27 avril 2014

D'origine contrôlée.

Je venais d’entrer dans la boutique de mon boucher préféré. Nous étions en fin d’après midi et je n’avais rien à manger pour le soir. En face de chez lui il y avait un légumier fameux. Après une balade en moto à faire le canard, dans quelques uns des plus beaux coins du coin, l'après midi avait été ensoleillée et chaude, j’avais fini ma virée par chez lui. 
Elle, elle y était déjà, une cinquantaine insignifiante, fringuée banalement, un jean, un pull, rien ni à dire ni à redire. Je la verrais dans la rue, je ne la reconnaitrais même pas. Elle avait rempli son cabas, rangé sa monnaie et elle s’apprêtait à partir. Comme, à part moi, personne ne la pressait elle s’était mise à blaguer avec le vendeur. Blaguer, ici c’est parler et c’est, en vrai, la deuxième utilité des courses.
A la première phrase entendue, j’ai compris que ça allait, comme on dit déraper. Mais je ne savais pas encore à quel point…
J’ai attrapé au vol les derniers mots:
___ Ah ben non, moi, je veux qu’il me ramène une blanche…
J’ai fait mine dans mon crâne de penser à la bière, à la salade, à une baguette mais non ce n’était pas de ça qu’elle parlait… C’était de son fils…
Et oui, oui si c’est à ça que vous venez de penser, vous n’avez pas eu tort. C’était de ça qu’elle vomissait. Bienvenue en Vaucluse. Et puis, comme une digue qui lâche, elle a continué :
___ Une italienne, une espagnole oui, d’accord, mais (un peu plus bas) pas une arabe, ni une noire et (plus fort) je ne suis pas raciste. Ah ça non je n’ai rien contre les autres mais je veux qu’elle soit blanche et il le sait. (Plus bas encore) Une arabe je n’aurais jamais confiance et une noire on serait trop différents, alors il a intérêt à se trouver une gentille petite blanche de chez nous… Et je ne suis pas raciste, ils ont le droit de se marier mais entre eux, qu’elles ne touchent pas à mon fils…
J’étais anéanti et je regardais le boucher qui entendait ce torrent abject. Il avait l'air atterré.
À la fin de son tsunami ordurier, elle s’est tournée vers moi, elle m’a regardé  et elle m’a interrogé: N’est-ce pas Monsieur ?
Je ne suis pas Desproges (Madame mon père est arabe...) mais dans l'instant le seul truc qui m'est venu a été : Ne me parlez pas, Madame... Puis, j'ai tourné les talons et je suis rentré chez moi, vite fait, prendre une douche.

▶ LISTE DES DONNÉES
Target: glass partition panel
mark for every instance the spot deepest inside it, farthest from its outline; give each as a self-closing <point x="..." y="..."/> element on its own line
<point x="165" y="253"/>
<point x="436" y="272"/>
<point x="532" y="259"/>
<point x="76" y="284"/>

▶ EXERCICES
[a] Répondez à ces questions d'après le billet :
(i) Quel commerce se trouvait en face de la boucherie ?
(ii) Quels vêtements portait la femme ?
(iii) Avec quel véhicule la balade de l'après-midi s'est-elle faite ?
[b] Recopiez sans rien changer le passage du billet qui va de « Je ne suis pas Desproges » à « prendre une douche. ».

▶ RÉPONSES ATTENDUES
[a]
(i) Un légumier fameux.
(ii) Un jean et un pull.
(iii) Une moto.

[b]
Je ne suis pas Desproges (Madame mon père est arabe...) mais dans l'instant le seul truc qui m'est venu a été : Ne me parlez pas, Madame... Puis, j'ai tourné les talons et je suis rentré chez moi, vite fait, prendre une douche.